## Exercise objective
Rewrite the listing from its start through the line containing "[132,77,163,145]", replacing "grey coat" with "gray overcoat" and leaving everything else unchanged. Give only that stretch, without the pictures.

┄┄┄┄┄┄┄┄┄┄

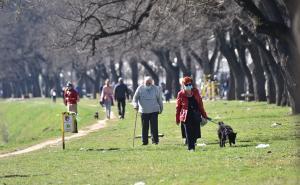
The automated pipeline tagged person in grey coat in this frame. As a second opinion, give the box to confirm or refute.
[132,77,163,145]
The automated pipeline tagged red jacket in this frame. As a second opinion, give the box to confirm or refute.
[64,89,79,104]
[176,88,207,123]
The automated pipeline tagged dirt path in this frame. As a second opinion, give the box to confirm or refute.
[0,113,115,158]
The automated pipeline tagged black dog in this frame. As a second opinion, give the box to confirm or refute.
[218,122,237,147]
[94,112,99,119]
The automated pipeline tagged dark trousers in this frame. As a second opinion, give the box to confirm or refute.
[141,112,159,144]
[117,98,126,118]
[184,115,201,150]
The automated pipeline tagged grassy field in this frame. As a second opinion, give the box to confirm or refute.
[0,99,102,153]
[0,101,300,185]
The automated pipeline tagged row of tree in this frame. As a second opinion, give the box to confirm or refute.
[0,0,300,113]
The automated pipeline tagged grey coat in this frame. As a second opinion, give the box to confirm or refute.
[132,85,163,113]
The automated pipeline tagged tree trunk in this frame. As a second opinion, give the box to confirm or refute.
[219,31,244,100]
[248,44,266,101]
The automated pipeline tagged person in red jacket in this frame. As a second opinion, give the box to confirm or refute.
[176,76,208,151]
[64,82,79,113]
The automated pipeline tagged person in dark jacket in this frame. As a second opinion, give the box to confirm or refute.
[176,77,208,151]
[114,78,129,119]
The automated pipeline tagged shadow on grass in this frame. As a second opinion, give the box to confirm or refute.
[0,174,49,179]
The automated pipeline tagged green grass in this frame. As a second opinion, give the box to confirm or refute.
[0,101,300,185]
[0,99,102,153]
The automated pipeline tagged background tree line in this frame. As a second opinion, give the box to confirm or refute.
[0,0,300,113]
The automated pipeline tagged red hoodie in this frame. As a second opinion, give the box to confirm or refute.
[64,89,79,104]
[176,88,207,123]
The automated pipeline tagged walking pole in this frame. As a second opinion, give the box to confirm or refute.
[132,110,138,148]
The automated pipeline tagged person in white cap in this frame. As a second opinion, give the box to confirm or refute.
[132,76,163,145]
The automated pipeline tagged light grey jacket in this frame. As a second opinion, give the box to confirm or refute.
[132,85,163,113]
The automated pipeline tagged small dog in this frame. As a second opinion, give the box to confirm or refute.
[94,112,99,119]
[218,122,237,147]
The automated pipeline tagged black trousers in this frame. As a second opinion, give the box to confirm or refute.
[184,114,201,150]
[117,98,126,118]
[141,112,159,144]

┄┄┄┄┄┄┄┄┄┄

## Answer to the task
The automated pipeline tagged person in gray overcoat in this frame. As a second opinion, give the box to confirm or refute.
[132,77,163,145]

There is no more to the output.